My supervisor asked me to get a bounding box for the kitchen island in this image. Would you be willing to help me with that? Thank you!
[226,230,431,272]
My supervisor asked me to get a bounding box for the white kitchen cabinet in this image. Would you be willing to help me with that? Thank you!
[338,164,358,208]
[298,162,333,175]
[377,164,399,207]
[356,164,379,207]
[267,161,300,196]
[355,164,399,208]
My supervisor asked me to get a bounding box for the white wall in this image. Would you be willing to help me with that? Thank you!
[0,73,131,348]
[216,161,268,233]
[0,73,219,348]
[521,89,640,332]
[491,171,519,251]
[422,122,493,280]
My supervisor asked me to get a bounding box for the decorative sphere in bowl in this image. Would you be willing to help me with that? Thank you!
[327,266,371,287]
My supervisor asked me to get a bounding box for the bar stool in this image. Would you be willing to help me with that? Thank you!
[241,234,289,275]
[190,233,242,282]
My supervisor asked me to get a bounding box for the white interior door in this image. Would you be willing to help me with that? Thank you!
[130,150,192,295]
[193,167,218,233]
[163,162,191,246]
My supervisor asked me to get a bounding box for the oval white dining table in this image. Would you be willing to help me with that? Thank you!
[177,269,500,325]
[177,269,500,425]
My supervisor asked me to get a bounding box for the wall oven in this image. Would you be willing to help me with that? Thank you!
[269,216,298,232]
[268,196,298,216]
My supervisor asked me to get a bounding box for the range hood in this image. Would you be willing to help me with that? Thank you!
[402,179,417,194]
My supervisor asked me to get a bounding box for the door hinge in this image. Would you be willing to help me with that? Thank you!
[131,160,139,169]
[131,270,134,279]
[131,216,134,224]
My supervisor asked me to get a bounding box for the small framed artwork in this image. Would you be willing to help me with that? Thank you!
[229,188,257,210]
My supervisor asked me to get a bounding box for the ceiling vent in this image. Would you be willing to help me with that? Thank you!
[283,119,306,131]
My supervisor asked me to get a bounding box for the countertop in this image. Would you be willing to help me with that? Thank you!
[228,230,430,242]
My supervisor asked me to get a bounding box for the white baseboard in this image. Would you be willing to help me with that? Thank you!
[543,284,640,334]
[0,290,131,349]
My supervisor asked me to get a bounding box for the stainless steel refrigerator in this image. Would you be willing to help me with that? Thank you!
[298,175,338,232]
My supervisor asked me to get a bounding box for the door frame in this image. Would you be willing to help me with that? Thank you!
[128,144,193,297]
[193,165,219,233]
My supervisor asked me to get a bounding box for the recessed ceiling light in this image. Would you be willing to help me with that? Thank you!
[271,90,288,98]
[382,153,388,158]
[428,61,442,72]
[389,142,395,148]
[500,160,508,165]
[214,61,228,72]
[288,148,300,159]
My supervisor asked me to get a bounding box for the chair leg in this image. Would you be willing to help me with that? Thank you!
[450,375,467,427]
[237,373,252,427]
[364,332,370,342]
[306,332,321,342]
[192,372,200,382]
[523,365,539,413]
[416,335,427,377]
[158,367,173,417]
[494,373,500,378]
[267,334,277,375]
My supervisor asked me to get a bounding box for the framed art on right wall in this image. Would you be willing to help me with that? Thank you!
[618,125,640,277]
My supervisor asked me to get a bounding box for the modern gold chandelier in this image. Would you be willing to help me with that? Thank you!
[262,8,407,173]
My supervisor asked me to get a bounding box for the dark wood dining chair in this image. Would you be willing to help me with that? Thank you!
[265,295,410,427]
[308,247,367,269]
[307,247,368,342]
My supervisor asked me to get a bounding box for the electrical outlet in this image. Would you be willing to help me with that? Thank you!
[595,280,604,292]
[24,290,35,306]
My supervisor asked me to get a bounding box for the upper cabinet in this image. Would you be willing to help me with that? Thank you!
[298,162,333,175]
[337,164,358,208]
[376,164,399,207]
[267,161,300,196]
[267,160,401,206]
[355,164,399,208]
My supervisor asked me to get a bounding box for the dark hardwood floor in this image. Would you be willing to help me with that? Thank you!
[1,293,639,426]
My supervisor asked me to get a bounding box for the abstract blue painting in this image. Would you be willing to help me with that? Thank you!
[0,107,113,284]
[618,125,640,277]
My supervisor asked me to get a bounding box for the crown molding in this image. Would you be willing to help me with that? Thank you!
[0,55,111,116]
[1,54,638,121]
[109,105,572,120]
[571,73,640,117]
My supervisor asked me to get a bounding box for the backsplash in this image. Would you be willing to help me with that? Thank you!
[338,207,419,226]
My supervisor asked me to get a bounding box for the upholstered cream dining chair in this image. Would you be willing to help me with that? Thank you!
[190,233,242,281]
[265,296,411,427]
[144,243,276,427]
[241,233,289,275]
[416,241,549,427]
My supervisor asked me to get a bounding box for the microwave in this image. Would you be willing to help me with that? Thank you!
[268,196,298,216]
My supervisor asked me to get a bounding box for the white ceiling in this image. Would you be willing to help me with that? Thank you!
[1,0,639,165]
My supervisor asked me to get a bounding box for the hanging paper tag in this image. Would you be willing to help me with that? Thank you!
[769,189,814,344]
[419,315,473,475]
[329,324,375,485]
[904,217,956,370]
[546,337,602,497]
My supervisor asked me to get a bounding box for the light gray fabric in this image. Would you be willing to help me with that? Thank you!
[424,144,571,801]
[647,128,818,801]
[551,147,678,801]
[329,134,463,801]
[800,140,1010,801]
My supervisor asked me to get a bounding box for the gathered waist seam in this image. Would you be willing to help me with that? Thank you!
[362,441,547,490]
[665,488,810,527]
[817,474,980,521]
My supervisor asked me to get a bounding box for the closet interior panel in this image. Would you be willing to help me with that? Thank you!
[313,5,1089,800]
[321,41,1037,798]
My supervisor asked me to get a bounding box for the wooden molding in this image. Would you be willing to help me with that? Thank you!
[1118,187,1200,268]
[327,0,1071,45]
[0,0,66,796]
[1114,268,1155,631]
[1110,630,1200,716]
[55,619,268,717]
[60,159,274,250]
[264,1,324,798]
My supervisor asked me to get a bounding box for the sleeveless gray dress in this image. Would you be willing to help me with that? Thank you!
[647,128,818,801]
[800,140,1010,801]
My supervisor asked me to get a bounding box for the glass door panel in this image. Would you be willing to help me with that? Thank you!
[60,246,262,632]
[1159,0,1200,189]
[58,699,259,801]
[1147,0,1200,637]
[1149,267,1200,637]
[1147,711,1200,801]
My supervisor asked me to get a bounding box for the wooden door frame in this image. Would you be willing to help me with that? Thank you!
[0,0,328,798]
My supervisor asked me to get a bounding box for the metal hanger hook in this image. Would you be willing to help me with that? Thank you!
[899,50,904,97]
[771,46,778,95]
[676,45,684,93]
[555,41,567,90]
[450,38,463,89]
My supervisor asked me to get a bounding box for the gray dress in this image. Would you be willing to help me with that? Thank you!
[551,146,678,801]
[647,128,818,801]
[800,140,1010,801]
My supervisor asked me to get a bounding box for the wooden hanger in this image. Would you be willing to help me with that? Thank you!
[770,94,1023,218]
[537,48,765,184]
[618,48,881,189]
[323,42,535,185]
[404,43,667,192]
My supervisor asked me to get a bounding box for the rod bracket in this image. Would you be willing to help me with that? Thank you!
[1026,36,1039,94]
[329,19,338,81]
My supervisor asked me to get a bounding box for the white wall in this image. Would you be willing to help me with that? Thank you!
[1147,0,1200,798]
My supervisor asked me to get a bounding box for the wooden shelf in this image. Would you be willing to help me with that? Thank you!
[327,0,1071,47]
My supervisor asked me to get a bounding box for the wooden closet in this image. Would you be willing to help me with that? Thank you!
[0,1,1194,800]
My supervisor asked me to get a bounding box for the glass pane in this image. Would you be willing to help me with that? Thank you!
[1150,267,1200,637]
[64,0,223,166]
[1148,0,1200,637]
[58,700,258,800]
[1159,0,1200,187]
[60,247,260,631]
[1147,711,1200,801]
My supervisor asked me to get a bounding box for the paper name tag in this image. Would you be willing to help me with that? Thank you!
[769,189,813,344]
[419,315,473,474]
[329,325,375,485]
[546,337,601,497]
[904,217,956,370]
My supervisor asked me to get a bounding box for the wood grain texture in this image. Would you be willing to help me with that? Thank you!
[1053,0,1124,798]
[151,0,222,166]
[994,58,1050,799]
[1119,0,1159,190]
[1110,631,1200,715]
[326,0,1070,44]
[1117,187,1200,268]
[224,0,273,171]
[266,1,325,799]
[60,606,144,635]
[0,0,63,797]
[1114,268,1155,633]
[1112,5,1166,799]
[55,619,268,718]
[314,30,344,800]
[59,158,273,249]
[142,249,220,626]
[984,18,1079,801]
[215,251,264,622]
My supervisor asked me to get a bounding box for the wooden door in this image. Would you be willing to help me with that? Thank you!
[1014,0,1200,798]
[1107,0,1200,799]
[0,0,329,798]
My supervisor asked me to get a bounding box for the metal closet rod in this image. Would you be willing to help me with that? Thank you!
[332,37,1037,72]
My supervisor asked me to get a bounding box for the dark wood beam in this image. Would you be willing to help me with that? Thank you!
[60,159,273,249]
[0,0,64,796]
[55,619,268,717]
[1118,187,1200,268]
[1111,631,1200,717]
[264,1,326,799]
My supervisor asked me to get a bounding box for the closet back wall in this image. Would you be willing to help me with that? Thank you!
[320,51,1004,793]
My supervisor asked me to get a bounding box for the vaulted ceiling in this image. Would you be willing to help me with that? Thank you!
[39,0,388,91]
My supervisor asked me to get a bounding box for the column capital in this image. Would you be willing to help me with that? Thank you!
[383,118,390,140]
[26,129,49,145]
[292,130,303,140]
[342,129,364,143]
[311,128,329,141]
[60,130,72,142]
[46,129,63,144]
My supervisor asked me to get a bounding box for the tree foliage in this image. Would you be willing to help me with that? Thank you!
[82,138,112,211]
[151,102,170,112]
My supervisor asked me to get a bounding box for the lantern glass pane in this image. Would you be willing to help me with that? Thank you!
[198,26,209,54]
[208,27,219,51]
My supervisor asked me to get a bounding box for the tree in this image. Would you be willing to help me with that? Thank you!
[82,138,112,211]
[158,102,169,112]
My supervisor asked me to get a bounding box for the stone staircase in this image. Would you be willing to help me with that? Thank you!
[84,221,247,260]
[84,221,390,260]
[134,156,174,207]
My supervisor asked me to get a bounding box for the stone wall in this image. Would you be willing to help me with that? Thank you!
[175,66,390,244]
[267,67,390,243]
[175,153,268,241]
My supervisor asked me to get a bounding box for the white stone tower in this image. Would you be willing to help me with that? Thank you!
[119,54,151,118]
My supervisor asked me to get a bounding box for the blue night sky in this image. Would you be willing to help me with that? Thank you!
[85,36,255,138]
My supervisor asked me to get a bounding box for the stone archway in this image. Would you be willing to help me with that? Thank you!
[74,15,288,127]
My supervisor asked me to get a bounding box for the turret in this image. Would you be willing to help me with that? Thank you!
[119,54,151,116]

☆ ☆ ☆

# PROBLEM TO WORK ON
Which lines run from the one containing "the stone staircase" through the end of the material? Output them exactly.

# OUTPUT
My supervisor asked me to get a bounding box for the stone staircase in this image. Would you be willing to help me with that? Thank you!
[84,221,247,260]
[84,221,390,260]
[134,156,174,207]
My supervisor asked me to get a bounding box for the stone wall in this image. Would you be willing to help me with that? Thank you!
[175,66,390,244]
[267,67,390,243]
[175,153,268,241]
My supervisor asked me to get a bounding box for the white stone tower in this image. Would you be willing to help me with that? Thank you!
[119,54,151,118]
My supervisor asked me to get a bounding box for the blue night sky in this image. Would you be willing to help me with that? Thank you!
[85,36,255,138]
My supervisor asked me to get a bounding box for the stone archway in this image. Would you be willing to help me with that? Thank you!
[74,15,288,127]
My supervisor asked me to get a bounding box for the turret in this image. Would you be willing to help me with that? Thank you!
[119,54,151,116]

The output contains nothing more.